(Source records)
==========

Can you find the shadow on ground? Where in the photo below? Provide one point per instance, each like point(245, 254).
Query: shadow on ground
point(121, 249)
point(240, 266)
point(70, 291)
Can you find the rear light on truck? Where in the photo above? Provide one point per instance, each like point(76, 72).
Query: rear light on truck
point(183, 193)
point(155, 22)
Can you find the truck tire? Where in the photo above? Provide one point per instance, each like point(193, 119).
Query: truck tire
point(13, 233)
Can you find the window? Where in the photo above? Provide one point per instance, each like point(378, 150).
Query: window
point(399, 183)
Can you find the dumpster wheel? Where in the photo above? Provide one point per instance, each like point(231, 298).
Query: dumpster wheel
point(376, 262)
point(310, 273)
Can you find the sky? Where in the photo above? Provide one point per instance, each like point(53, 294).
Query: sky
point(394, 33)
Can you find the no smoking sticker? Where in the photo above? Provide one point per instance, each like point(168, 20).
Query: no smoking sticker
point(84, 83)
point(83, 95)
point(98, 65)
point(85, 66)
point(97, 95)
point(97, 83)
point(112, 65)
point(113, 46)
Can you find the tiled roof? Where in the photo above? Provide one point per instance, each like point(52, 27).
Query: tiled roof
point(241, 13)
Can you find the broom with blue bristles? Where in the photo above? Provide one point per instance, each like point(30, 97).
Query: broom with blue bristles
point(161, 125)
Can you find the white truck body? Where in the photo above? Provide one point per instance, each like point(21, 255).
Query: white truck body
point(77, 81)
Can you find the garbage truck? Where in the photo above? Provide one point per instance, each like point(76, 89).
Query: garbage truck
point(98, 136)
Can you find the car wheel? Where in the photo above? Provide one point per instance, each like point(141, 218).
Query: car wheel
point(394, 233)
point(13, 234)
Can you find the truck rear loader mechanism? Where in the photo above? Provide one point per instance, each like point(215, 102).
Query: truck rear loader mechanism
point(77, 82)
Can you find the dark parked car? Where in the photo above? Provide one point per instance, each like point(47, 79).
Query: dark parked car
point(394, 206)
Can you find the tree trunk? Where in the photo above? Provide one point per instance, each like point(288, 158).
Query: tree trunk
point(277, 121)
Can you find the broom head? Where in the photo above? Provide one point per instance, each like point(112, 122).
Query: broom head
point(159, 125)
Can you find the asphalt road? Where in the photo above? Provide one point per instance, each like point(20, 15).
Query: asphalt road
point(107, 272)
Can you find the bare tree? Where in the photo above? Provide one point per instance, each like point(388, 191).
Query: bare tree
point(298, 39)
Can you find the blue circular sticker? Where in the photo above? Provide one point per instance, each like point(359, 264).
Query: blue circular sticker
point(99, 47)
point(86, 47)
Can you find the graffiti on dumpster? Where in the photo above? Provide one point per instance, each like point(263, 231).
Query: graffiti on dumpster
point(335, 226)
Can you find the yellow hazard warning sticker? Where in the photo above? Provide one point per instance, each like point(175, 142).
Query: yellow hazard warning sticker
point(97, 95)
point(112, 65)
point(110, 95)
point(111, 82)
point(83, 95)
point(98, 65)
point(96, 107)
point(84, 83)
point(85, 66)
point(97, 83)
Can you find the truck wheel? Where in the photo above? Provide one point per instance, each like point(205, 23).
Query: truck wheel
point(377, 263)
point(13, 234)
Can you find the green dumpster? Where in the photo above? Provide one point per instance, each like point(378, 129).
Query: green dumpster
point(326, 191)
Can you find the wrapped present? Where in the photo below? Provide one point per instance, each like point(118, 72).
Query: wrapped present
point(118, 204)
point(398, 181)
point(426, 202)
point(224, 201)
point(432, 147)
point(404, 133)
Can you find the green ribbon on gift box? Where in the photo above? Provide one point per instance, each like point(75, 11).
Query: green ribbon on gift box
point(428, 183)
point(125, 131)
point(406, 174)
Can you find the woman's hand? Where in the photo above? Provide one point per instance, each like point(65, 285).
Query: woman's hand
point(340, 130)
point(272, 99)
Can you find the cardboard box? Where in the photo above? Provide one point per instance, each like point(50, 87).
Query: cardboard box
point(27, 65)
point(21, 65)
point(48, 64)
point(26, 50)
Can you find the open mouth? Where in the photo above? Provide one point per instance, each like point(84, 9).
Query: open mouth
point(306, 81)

==========

DIRECTIONS
Copy out the lines from the one that has "Can you find the tiled" through the one that has "point(161, 125)", requests included, shifting both coordinates of every answer point up by 121 and leaving the sample points inside the requests unchanged.

WRITTEN ANSWER
Can you find the tiled roof? Where in the photo above? Provide one point per instance, each like point(52, 27).
Query: tiled roof
point(362, 134)
Can you find the broom with blue bristles? Where in the photo above? Provide one point per instance, each like point(30, 97).
Query: broom with blue bristles
point(282, 246)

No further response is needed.